>>>
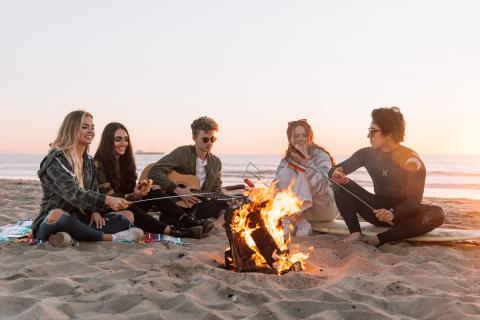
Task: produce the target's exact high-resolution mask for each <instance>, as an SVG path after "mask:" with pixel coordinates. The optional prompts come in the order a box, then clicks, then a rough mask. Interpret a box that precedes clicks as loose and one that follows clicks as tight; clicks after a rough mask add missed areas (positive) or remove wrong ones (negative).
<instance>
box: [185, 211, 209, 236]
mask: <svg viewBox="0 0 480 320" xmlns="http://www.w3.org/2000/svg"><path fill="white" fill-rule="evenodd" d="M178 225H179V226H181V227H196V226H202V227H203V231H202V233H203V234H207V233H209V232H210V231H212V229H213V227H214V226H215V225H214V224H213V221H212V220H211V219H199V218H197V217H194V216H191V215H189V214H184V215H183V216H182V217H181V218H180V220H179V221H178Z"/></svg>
<<<
>>>
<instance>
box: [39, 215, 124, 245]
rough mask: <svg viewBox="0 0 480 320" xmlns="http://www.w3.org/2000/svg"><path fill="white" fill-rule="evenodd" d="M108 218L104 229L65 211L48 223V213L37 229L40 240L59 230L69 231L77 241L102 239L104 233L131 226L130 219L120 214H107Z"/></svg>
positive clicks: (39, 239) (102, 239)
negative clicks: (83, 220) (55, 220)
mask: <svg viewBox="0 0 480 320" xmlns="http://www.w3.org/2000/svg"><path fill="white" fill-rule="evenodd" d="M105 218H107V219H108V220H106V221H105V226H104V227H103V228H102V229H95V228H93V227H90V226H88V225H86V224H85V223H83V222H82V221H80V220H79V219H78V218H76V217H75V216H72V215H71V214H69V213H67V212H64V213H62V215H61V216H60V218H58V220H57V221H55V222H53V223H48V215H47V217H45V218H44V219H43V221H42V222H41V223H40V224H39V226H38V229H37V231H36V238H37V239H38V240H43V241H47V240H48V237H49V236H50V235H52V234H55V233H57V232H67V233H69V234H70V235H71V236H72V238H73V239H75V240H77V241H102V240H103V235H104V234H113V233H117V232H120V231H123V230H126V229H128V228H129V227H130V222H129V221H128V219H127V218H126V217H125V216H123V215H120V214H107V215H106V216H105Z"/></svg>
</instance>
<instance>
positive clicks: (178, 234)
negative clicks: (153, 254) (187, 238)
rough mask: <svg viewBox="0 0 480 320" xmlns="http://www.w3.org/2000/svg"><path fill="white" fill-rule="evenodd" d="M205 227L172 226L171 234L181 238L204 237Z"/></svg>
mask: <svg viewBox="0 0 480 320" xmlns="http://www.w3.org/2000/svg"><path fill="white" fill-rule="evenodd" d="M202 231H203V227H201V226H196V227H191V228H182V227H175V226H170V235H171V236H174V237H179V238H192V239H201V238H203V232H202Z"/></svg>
<<<
## DIRECTIONS
Rewrite the lines of the listing from the line that contains "</instance>" through the line that contains "227L172 226L171 234L181", both included, so that "negative clicks" becomes "negative points" and nothing else changes.

## RESPONSE BELOW
</instance>
<instance>
positive clicks: (178, 234)
negative points: (153, 254) (187, 238)
rough mask: <svg viewBox="0 0 480 320" xmlns="http://www.w3.org/2000/svg"><path fill="white" fill-rule="evenodd" d="M205 227L172 226L171 234L181 238L204 237Z"/></svg>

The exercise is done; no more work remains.